> [What to work on]:
Could you write out, exactly, every line from the top of the data through the line holding "Target: shrub"? Omit the pictures.
Start of Given records
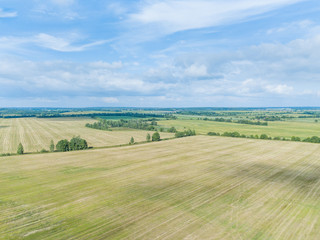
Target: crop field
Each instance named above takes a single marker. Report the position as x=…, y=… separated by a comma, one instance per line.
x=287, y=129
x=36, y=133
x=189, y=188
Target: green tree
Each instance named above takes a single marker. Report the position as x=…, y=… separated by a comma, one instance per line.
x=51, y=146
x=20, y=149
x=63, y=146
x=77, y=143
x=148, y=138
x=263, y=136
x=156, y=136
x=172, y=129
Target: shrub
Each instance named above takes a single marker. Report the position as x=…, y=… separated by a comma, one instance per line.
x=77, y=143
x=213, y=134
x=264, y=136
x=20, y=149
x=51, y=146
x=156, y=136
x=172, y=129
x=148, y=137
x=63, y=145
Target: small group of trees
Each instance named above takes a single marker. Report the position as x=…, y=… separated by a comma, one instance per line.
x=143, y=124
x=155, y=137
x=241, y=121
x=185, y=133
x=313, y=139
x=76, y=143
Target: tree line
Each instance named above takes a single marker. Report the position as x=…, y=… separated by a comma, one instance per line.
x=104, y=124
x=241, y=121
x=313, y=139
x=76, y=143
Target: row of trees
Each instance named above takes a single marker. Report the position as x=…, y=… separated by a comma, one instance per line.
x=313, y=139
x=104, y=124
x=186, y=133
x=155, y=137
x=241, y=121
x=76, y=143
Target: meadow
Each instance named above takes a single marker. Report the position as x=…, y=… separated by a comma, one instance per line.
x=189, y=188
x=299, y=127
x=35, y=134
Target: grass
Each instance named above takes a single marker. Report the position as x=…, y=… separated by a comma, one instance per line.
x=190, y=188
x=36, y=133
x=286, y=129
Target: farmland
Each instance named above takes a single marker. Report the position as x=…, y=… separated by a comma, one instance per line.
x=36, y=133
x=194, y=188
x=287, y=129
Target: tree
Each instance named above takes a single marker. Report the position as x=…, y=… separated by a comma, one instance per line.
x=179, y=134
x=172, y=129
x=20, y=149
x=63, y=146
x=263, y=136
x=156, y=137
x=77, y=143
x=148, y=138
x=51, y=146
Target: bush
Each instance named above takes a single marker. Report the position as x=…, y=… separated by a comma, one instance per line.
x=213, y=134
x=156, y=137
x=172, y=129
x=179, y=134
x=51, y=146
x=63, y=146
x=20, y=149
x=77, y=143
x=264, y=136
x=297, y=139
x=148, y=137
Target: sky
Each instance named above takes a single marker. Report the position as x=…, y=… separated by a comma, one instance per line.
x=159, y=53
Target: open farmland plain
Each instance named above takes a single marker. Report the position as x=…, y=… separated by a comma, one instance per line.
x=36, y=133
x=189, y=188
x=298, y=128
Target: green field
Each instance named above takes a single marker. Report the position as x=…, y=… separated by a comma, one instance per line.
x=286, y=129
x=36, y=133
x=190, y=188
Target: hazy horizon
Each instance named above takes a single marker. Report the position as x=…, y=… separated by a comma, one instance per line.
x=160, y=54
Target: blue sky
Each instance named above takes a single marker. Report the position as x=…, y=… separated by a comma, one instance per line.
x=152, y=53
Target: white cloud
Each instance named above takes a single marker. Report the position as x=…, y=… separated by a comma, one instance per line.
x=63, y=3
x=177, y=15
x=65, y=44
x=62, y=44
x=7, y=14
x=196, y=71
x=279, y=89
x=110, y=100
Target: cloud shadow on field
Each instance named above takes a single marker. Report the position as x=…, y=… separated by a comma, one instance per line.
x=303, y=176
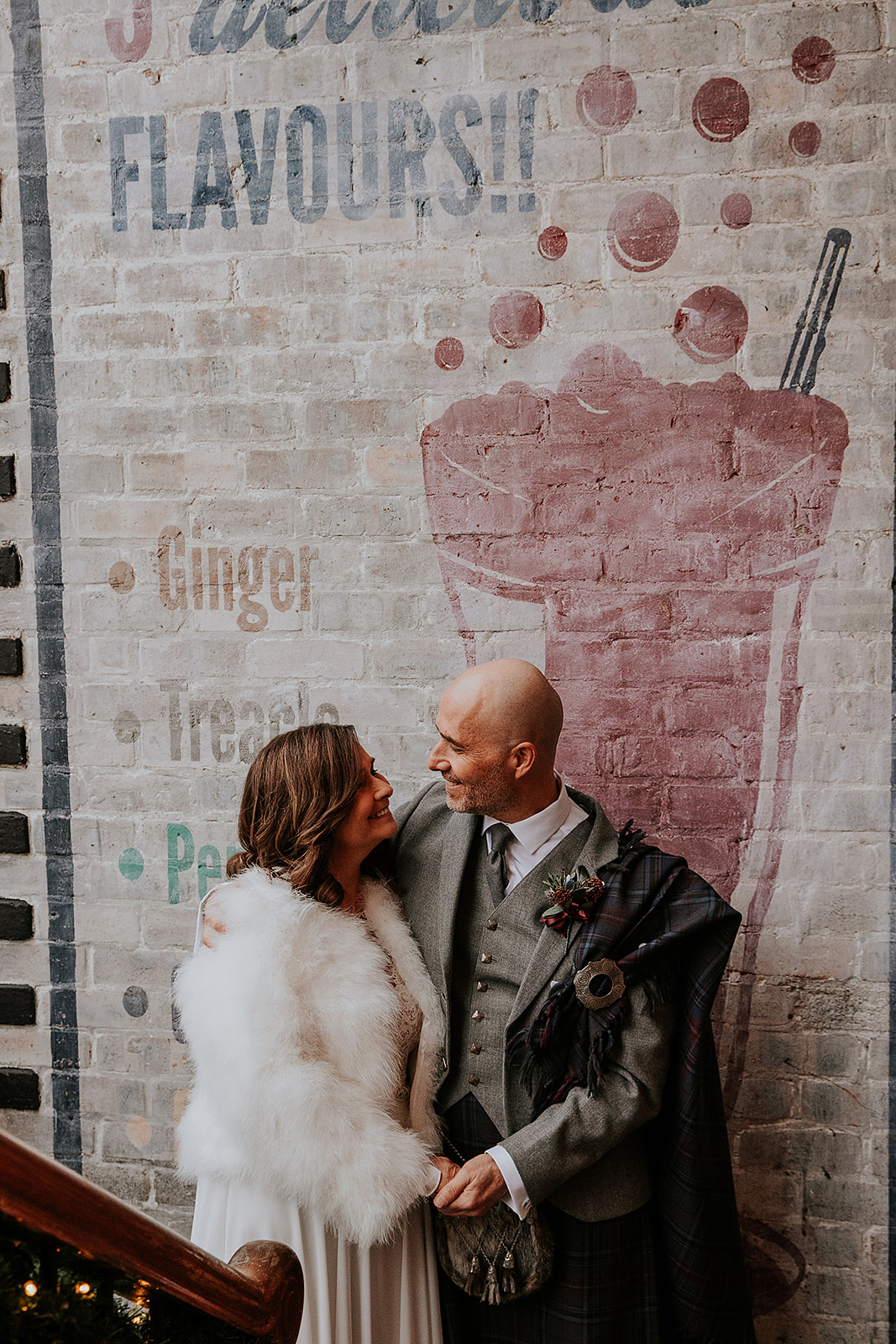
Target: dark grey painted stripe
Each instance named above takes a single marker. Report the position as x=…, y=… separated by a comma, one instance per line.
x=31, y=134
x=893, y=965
End of Given records
> [Completed exercise]:
Target: crop field
Each instance named above takes a single marker. Report the position as x=…, y=… separated by a comma, one instance per line.
x=287, y=129
x=36, y=133
x=189, y=188
Target: green tree
Each instance named above takes a single marker. Report the position as x=…, y=… separated by a comma, one instance per line.
x=51, y=146
x=20, y=149
x=63, y=146
x=77, y=143
x=148, y=138
x=263, y=136
x=156, y=136
x=172, y=129
Target: shrub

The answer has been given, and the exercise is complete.